#### SECCIÓN DEL DOCUMENTO
Soy la autora de tres libros sobre África. Con los dos primeros, me acostumbré a una cierta cronología de los hechos. Escribías el libro, se publicaba, y lo promocionabas enérgicamente en radio, televisión y alguna que otra conferencia. Y después, tras cerca de tres meses —seis como mucho—, las peticiones de entrevista y las invitaciones iban agotándose y te quedabas en paz para empezar el siguiente.

       Con mi último libro no es eso lo que ha pasado. Más de dos años después de su publicación, me siguen invitando a hablar sobre él. No puedo decir que sea un homenaje a su prosa. Lo que indica, en su lugar, es la universalidad de los temas explorados en el libro, y cómo muchas personas ven sus propios dilemas morales diarios en los de sus protagonistas, John Githongo, que en 2006 dio la voz de alarma sobre un escándalo de corrupción masiva en la cúpula del gobierno keniano.

         Desconocidos de toda África me escribían emails o me agregaban en Facebook. “Cambie algunos nombres, y estará hablando de nosotros”, dicen los lectores de Sudán, Zambia, Malaui, Nigeria y Zimbabue. Pero los mensajes venían de fuera del continente, también, porque no hay nada exclusivamente africano en la situación que se retrata en las páginas del libro. He sabido de malasios, bangladeshíes y croatas. “Es mi sociedad, la que está describiendo”, afirman.

        Y ahora la primavera árabe trae toda una serie de ecos. La indignación por los corruptos sistemas de Estado y el desprecio por las élites que se benefician de ellos es uno de los factores que han llevado a los jóvenes a echarse a las calles y plazas de Egipto, Túnez y Siria. Lo que está pasando en el Magreb y en Oriente Próximo ilustra uno de los puntos claves que sostengo en el libro, que la corrupción —que, demasiadas veces, es descartada por los expertos en desarrollo como algo poco atractivo, pero esencialmente trivial— hace algo más que corroer la economía de un país. Si se deja sin atender durante demasiado tiempo, puede conducir a la implosión violenta de un Estado.

         John Githongo empezó como columnista en una revista y después se convirtió en el director de la delegación en Kenia de Transparencia Internacional, la organización anticorrupción. Cuando el movimiento en la oposición de Kenia ganó las elecciones de 2002, John fue nombrado zar anticorrupción por el nuevo presidente, Mwai Kibaki. La oposición había ganado los comicios con la promesa de barrer la corrupción de los 24 años anteriores bajo Daniel arap Moi. Los eufóricos kenianos dijeron que era el momento de erradicar la cultura del kitu kidogo, por la que cada transacción oficial requiere el pago de un “detallito”, resultando que ese “detallito” era de millones de dólares cuando se trataba de los niveles superiores del gobierno.
########
#### DATOS PROPORCIONADOS
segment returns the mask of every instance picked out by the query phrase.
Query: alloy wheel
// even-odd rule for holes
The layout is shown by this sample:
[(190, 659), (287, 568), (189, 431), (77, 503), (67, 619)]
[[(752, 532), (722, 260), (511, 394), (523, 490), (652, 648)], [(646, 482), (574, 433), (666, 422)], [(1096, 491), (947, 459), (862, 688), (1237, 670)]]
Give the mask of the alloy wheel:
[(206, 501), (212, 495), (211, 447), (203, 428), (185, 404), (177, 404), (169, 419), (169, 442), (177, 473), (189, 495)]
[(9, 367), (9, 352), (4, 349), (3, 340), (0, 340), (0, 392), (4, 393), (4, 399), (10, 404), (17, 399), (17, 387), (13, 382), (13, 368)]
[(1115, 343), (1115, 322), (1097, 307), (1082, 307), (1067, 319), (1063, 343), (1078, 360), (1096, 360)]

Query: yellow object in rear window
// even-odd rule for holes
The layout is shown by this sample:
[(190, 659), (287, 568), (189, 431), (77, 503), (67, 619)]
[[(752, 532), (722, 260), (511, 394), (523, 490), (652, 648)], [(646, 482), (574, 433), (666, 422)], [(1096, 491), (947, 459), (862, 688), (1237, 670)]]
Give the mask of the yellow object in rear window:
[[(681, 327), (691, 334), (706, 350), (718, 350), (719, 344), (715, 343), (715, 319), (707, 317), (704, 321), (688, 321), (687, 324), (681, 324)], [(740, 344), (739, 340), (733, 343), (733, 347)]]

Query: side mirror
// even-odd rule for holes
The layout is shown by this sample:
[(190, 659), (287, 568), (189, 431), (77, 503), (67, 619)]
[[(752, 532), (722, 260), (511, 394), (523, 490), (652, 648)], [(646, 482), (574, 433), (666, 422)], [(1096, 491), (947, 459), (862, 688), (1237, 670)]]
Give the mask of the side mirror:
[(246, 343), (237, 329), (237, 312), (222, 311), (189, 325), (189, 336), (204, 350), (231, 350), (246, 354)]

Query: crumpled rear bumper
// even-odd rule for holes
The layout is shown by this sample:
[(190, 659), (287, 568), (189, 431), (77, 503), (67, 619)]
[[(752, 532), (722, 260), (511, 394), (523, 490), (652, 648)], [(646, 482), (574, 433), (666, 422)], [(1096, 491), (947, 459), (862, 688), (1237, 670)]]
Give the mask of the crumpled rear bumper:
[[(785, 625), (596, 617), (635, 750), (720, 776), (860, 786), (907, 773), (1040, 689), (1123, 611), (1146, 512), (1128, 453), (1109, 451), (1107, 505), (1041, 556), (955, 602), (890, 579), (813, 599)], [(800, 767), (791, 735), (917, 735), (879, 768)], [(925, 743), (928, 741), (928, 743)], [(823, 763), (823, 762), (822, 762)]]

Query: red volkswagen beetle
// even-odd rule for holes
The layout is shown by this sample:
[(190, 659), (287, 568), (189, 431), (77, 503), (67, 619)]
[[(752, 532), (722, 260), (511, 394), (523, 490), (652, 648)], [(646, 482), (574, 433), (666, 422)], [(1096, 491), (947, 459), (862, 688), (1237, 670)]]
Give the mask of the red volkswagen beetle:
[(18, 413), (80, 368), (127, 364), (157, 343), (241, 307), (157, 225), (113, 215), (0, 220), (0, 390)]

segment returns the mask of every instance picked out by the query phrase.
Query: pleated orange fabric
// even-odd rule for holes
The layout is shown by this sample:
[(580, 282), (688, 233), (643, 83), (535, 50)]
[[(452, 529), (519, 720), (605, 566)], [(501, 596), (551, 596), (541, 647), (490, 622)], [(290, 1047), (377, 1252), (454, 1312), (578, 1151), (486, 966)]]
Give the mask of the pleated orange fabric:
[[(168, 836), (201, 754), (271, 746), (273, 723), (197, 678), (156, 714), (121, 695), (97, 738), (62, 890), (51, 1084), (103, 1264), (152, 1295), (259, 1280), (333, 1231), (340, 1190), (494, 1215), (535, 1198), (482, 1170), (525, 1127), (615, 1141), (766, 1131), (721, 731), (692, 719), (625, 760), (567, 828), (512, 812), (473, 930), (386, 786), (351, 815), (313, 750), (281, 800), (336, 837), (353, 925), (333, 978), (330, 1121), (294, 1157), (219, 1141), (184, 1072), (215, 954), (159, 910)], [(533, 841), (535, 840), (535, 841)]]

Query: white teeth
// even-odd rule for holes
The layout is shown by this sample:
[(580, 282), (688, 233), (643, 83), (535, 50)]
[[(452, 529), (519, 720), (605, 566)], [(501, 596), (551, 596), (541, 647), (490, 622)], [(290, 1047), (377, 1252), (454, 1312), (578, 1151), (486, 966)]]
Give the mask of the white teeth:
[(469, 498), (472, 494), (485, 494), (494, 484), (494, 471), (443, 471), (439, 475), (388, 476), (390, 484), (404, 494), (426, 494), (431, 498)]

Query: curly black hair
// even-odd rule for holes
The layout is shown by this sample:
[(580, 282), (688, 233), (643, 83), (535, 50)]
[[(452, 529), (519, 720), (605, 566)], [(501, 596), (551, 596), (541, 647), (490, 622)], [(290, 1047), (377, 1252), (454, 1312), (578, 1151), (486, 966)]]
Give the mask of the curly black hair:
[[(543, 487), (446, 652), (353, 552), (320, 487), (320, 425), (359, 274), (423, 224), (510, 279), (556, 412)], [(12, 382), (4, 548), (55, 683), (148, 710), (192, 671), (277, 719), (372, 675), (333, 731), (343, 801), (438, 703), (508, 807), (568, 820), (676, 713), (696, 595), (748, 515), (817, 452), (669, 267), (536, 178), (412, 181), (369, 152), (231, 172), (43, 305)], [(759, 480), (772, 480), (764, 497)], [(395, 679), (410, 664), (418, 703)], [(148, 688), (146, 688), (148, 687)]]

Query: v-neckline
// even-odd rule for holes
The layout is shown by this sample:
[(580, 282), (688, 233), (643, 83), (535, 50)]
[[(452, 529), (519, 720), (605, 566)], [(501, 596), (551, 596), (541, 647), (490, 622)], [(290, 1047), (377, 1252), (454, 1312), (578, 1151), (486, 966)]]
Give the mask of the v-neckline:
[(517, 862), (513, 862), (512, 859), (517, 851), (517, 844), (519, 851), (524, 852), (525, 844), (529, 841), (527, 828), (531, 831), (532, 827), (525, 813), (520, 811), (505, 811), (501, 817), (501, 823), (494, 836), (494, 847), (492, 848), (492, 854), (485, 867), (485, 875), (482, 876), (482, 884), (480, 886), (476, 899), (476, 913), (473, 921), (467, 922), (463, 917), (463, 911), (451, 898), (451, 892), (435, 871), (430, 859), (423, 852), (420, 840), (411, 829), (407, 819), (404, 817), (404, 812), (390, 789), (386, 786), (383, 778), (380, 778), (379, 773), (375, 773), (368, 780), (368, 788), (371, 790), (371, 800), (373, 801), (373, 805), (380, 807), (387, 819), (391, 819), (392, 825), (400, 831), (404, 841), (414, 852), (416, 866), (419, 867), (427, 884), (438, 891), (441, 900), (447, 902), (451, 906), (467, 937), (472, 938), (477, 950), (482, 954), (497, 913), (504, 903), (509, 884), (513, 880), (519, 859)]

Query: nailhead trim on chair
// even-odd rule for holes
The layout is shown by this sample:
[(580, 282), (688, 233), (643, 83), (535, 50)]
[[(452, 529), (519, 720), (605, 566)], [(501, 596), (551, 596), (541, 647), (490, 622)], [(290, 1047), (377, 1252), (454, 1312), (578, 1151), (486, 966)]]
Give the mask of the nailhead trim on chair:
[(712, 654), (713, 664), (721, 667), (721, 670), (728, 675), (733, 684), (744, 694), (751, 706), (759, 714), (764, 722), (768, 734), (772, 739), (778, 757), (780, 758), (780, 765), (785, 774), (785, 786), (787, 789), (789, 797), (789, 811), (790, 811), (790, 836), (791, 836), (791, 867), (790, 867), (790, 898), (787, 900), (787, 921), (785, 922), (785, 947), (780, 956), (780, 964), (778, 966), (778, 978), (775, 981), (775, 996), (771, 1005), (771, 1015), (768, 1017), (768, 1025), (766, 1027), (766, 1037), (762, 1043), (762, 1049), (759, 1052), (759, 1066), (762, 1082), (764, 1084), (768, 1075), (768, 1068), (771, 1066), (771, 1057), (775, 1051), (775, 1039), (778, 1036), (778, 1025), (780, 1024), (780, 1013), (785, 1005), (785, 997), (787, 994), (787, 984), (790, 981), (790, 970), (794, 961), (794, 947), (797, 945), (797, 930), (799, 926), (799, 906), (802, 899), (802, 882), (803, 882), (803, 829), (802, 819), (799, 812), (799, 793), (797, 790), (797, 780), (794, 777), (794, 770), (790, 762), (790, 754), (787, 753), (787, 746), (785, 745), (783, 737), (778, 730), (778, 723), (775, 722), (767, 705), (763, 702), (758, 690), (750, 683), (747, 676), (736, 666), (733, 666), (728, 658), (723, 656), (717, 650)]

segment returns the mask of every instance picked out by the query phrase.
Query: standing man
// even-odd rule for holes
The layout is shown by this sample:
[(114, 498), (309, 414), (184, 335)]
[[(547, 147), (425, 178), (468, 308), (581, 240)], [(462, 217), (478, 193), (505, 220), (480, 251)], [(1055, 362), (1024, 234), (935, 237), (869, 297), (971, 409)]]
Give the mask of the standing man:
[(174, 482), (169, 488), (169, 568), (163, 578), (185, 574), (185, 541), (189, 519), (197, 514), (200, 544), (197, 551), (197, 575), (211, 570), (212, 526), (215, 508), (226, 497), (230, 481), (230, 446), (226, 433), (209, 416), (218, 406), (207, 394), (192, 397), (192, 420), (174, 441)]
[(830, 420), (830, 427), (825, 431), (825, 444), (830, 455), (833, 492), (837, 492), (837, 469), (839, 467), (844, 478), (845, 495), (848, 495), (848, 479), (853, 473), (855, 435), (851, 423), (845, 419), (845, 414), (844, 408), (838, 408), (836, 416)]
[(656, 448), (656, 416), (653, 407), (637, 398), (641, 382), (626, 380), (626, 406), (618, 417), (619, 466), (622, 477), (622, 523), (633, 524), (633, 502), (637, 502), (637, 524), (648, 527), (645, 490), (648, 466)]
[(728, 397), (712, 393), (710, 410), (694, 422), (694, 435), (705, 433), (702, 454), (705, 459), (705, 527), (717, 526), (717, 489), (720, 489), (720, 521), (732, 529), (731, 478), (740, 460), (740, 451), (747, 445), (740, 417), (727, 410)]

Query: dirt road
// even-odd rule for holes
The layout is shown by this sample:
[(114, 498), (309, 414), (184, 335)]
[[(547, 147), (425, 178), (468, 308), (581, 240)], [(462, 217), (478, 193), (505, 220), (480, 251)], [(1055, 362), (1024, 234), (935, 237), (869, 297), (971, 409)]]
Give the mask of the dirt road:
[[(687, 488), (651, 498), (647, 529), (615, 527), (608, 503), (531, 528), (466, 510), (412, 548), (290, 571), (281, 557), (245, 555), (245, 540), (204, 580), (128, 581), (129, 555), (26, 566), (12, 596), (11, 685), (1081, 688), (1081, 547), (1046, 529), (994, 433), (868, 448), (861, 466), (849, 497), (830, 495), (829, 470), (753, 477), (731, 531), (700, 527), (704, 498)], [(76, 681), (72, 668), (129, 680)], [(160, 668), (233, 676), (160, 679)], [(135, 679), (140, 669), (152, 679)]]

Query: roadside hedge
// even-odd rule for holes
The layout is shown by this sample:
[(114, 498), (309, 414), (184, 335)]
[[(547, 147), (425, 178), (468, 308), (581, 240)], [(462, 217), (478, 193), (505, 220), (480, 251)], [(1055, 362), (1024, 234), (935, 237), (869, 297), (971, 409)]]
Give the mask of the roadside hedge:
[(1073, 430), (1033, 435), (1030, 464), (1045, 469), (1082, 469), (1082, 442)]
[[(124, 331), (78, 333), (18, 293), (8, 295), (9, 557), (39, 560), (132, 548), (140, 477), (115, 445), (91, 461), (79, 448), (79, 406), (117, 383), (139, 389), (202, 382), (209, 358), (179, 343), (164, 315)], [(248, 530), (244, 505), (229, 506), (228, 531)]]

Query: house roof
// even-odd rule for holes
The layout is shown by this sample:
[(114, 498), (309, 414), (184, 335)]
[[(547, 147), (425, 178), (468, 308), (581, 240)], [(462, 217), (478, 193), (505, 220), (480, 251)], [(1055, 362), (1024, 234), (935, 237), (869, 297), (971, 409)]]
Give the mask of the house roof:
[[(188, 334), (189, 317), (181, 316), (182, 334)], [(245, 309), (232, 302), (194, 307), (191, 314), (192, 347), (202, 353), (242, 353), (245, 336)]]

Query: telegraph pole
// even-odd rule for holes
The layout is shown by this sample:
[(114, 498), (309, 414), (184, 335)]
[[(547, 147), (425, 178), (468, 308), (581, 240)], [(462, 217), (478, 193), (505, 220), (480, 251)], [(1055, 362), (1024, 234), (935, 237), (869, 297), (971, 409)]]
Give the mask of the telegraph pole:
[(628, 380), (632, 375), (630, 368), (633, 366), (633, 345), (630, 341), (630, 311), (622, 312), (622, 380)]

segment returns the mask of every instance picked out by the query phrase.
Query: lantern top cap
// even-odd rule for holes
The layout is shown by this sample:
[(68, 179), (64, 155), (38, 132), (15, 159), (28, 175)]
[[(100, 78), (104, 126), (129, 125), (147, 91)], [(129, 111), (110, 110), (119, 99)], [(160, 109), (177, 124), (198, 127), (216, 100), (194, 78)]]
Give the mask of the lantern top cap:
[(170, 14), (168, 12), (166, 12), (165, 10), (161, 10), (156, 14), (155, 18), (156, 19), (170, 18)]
########
### PROBLEMA A
Reproduce el fragmento sobre John Githongo desde "Y ahora la primavera" hasta "de un Estado.".
### PROBLEMA B
Según el fragmento sobre John Githongo, ¿qué cargo le dio el presidente Mwai Kibaki?
### PROBLEMA C
Escribe la continuación del fragmento sobre John Githongo a partir de su última oración.
Los ítems no tienen ningún papel en esto.

### RESPUESTA FINAL A
Y ahora la primavera árabe trae toda una serie de ecos. La indignación por los corruptos sistemas de Estado y el desprecio por las élites que se benefician de ellos es uno de los factores que han llevado a los jóvenes a echarse a las calles y plazas de Egipto, Túnez y Siria. Lo que está pasando en el Magreb y en Oriente Próximo ilustra uno de los puntos claves que sostengo en el libro, que la corrupción —que, demasiadas veces, es descartada por los expertos en desarrollo como algo poco atractivo, pero esencialmente trivial— hace algo más que corroer la economía de un país. Si se deja sin atender durante demasiado tiempo, puede conducir a la implosión violenta de un Estado.

### RESPUESTA FINAL B
Lo nombró zar anticorrupción.

### RESPUESTA FINAL C
      Una de las grandes decisiones que John tuvo que tomar rápidamente era si su trabajo iba a ser “étnicamente sensible”. John era kikuyu, parte de la misma comunidad étnica que Kibaki. Su padre recaudó fondos políticos para Kibaki, y proviene del mismo pequeño y acomodado círculo social. John sabía que lo que hay en Kenia es básicamente un sistema rotativo de élites tribales que sienten que controlar la presidencia, un ministerio clave o una empresa paraestatal, les da derecho a comer.

        “Comer” es un magnífico eufemismo de “atiborrarse a costa de lo público”. Todo gran político le dice a su comunidad étnica: “Vótame, y daré empleo a nuestros hijos, contratos a nuestros empresarios e invertiré en nuestro distrito, sin tener en cuenta el mérito o la experiencia. Y si engordo, o me veis comprando coches ostentosos y construyendo grandes villas, o si mi mujer y mis hijas son vistas yéndose de tiendas por Manhattan y Londres, haced la vista gorda. Porque es todo parte del trato. La verdad es que estoy robando para todos nosotros”. Esto es avaricia personal disfrazada de deber cívico, de noble servicio a la tribu.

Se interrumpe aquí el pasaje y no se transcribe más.